Exercise instructions: Could you reproduce every one of the items below word for word, changing nothing?

Information given:

════

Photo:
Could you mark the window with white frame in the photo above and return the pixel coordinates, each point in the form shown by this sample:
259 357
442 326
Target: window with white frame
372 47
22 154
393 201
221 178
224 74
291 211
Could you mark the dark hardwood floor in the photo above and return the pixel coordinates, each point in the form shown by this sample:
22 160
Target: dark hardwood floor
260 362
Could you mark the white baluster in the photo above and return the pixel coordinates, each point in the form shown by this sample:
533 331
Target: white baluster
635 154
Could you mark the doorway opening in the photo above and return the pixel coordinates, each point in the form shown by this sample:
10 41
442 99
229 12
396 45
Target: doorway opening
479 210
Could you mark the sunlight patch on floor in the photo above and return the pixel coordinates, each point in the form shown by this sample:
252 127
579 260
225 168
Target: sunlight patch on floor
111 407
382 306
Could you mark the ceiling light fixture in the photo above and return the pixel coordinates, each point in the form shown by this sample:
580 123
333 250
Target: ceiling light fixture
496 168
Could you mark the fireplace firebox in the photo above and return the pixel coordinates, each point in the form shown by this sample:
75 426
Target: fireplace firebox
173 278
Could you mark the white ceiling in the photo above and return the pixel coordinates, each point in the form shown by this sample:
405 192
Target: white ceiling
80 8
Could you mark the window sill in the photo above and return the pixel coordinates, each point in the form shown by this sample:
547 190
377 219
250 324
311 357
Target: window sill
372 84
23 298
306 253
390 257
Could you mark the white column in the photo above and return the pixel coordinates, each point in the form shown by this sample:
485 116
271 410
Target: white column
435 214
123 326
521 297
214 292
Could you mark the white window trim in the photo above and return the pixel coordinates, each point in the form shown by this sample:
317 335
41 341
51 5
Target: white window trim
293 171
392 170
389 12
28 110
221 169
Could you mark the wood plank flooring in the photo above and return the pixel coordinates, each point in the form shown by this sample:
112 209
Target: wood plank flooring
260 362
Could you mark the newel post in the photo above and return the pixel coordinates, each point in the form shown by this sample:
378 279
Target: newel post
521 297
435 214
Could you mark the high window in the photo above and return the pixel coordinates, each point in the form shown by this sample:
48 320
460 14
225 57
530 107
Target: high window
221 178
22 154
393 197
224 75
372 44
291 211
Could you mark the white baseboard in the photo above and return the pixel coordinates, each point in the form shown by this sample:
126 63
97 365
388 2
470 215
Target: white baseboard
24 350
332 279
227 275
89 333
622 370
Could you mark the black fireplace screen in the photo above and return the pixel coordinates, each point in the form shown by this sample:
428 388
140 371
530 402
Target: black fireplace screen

════

Written solution:
Photo:
Could you mark the window with white frame in the photo above and return the pixel coordinates, each point in the form shown by this sample:
259 357
442 326
Target: window with white frame
372 47
22 154
393 201
221 178
224 74
291 211
Could you mark the dark hardwood floor in the photo above and return the pixel coordinates, each point in the form shown by this sample:
22 160
Target: dark hardwood floor
260 362
Could you mark the white baluster in the photo above and return the pixel coordinates, each point in the form shown by this sample:
533 331
Target: white baluster
635 154
Could you mark the doorway opening in the photo above and return the pixel coordinates, each point in the form shown by this sample:
10 41
442 99
229 12
396 45
Target: doorway opening
479 210
Could you mark the sunlight patch on floor in the photo above and return the pixel coordinates, each point in the form shown by this sample:
252 127
579 260
225 168
Target: sunlight patch on floor
111 407
382 306
Could you mark the ceiling light fixture in the photo above and return the pixel coordinates, each point in the form shown by this sample:
580 123
333 250
Target: ceiling light fixture
496 168
Could you mark the fireplace firebox in the photo above and return the pixel coordinates, each point in the form shown by this sample:
75 426
Target: fireplace firebox
173 278
Could you mark the white ceiling in the photo above and return the pixel coordinates, each point in the form shown by this sample:
405 192
Target: white ceiling
80 8
Could you mark the window sill in the photo above and return the pixel coordinates, each point in the form shown by this sample:
547 190
377 219
250 324
311 357
Target: window sill
372 84
23 298
306 253
390 257
Could you mark the white column in the photo above and return the pixel coordinates, each point in the form shown by this sample:
485 116
271 410
Target: white column
435 214
123 326
521 297
214 292
Could you mark the white window trim in the photo above and return the pixel coordinates, each point in the form shown by this sample:
317 335
41 341
51 5
Target: white window trim
293 171
392 170
389 12
28 110
221 169
Could you mark the wood plank flooring in the photo above and return the pixel coordinates, each point in the form shown by this sample:
112 209
Target: wood plank flooring
260 362
Could you mark the newel post in the photo above and return the pixel coordinates, each point in the form shown by this sample:
378 279
Target: newel post
521 297
435 214
Could you mark the high window in the photo above and return the pixel coordinates, each point in the form shown by this sample:
48 320
460 14
225 57
530 107
Target: high window
221 178
22 154
393 197
224 75
372 44
291 211
Could you mark the white baseboard in the photo above and return the pixel coordinates, each point in the form shown by this sample:
126 63
97 365
388 2
470 215
Target: white baseboard
24 350
332 279
227 275
89 333
622 370
Could you mark the black fireplace screen in the photo above and return the pixel coordinates, each point in the form shown by this sample:
428 388
140 371
530 402
Target: black fireplace screen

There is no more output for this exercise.